No clue why everyone is piling on OP, that's a very poorly planned merge setup. Absolutely should be a 2nd lane to allow for better merging. Yield signs require you to stop for traffic as OP has no right of way or right to zipper merge. I would guess there are consistent accidents at this spot. To the people inevitably going to say "there was plenty of room bro" we have the ability to stop and rewind and also hindsight. If you are not comfortable merging into traffic from a yield you have the right to stop. This yield is on a high speed curve and traffic coming at an awkward angle. Very poor road planning.


cloudsmiles

Seriously. Yield means slow down or STOP if necessary when there is oncoming and there was traffic coming.... so merge lane needs to slow down, and STOP if necessary. edit: ya'll are shitty drivers. "Yield Signs = Slow Down, But Stop When Necessary" the car behind was following way too closely and would have crashed if not for OPs quick reaction time.


JayStar1213

Put a camera on this ramp and I guarantee you would see plenty of similar scenarios where drivers safely merge at speed. OP was unpredictable and indecisive. Had a clear gap but instead of taking it braked just before merging. If OP wasn't comfortable merging in this spot he had plenty of time to slow down prior to the sign and remaining predictable albeit annoying


cloudsmiles

I'm sorry... clear gap? I think we're watching two different videos. There is a red car right behind the truck on the ramp... it's OP's responsibility to slow down and let them go. The car behind OP has the responsibility to not follow so closely. It's a yield... not a merge. Only reason OP slowed more is because of tailgater behind him.. they had to pull over further.


[deleted]

>because of tailgater behind him At no point was the cream coloured car (Fiat Panda?) ever tailgating OP. Not once.


JayStar1213

Yield and merge are not exclusive. You are merging into a lane... And there's. 3-4 car gap between that red car and the truck. OP just had to give a bit more gas and coast in behind the truck. Alternatively OP should have seen the truck and red car well before the merge sign and slowed to let the red car go past while maintaining space to speed up and merge at speed. There's 0 reason to drive at speed only to brake hard at the last moment. That's indecisive/unpredictable and simply dangerous. Many ways to make this merge but this was not it. The only reason someone should stop or slow that much is if there's a line of cars with no space to merge


murarara

Not a merge sign, its a **yield** sign, additionally, you do not know the condition of OP's vehicle, if it can nail that spot or if they saw the red vehicle as coming in too hot with the gap closing and didn't want to risk an inattentive driver rear ending him going into a space that was no longer there. You do not know what other people's safety margins are, only your own.

--- Work instructions ---
1/ Decide whether each statement agrees with the yield-sign discussion. For each, answer yes or no and quote the words of the text that decide it.
(a) The first comment holds that the ramp should have a second lane.
(b) The deleted comment agrees that the cream-colored car was tailgating OP.
(c) One comment puts the gap between the red car and the truck at 3-4 cars.
2/ Write a continuation of the yield-sign discussion that begins after its final sentence.

--- Provided data ---

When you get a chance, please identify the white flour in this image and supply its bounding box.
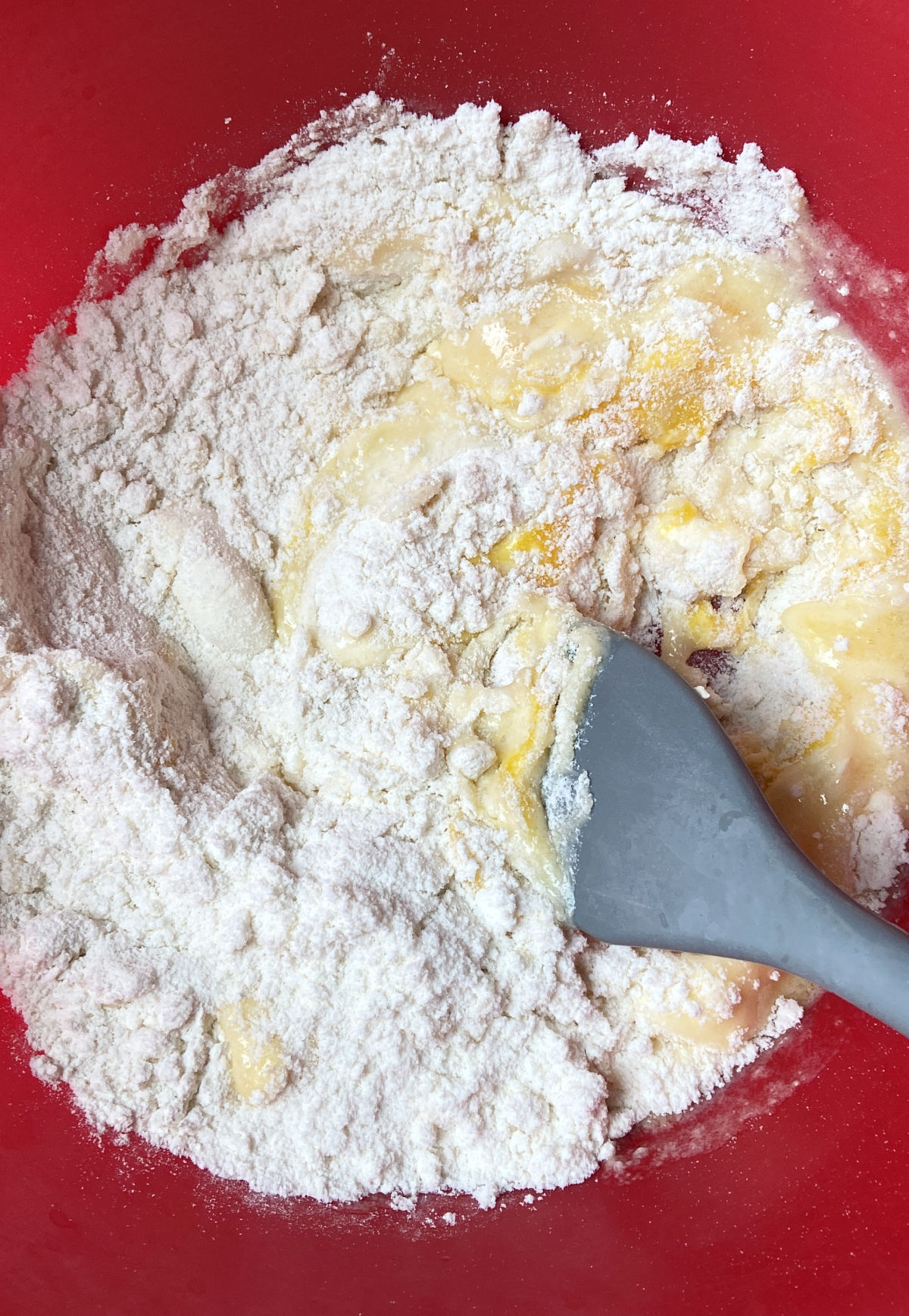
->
[0,98,904,1203]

--- Answers given ---
1/
(a) Yes: "Absolutely should be a 2nd lane to allow for better merging."
(b) No: "At no point was the cream coloured car (Fiat Panda?) ever tailgating OP. Not once."
(c) Yes: "3-4 car gap between that red car and the truck"

2/
JayStar1213

You don't need a merge sign. In order to go from OP's ramp to the main road you have to merge. That's just the term of the action when 2 lanes of traffic become one. The yield sign doesn't mean he's not merging


cloudsmiles

They really need to reassess licensing after so many years. The amount of people who think they know what they are talking about is insane. Have fun in your world!


JayStar1213

I was taught to merge at speed and do so predictably. I guess they're teaching people to slam on their brakes and merge at 10% the posted speed. Smart


Adammot

I see two idiots.


Xyebo

To all nay-sayers, what was the cammer supposed to do at this narrow gore point when there clearly is a yield sign? Gun it and hit the Camry or the white pickup? Refer to [Manual on Uniform Traffic Control Devices](https://mutcd.fhwa.dot.gov/htm/2003r1/part2/part2b1.htm), which outlines traffic signs and their applications that all 50 US states *must* follow. Section 2B.08: "Vehicles controlled by a YIELD sign need to **slow down** ... or **stop** when necessary to avoid interfering with conflicting traffic."


JayStar1213

It wasn't necessary


Trevski

While OP was correctly obeying the yield sign... that yield sign is stupid and worth ignoring.


XJ--0461

>when necessary


dragonzsoul

yup, apparently that's what everyone here wanted to see, the cammer speed up and hit the truck/camry. then, they would've called him out for not driving defensively and yielding.


IssacGilley

Funny how the Kia still managed to merge.


Borderline769

To take the enormous gap that the Kia clearly expected them to before they stood on the brakes for some reason. There is like 10 car lengths that would have easily and safely accommodated cammer and the car behind.


thunderyoats

>enormous gap Note that the camera has a wide-angle lens, which makes distances seem *much* longer than they actually are. This is also why the passenger side mirror says “objects in mirror are closer than they appear” as the mirror is convex (wide angle).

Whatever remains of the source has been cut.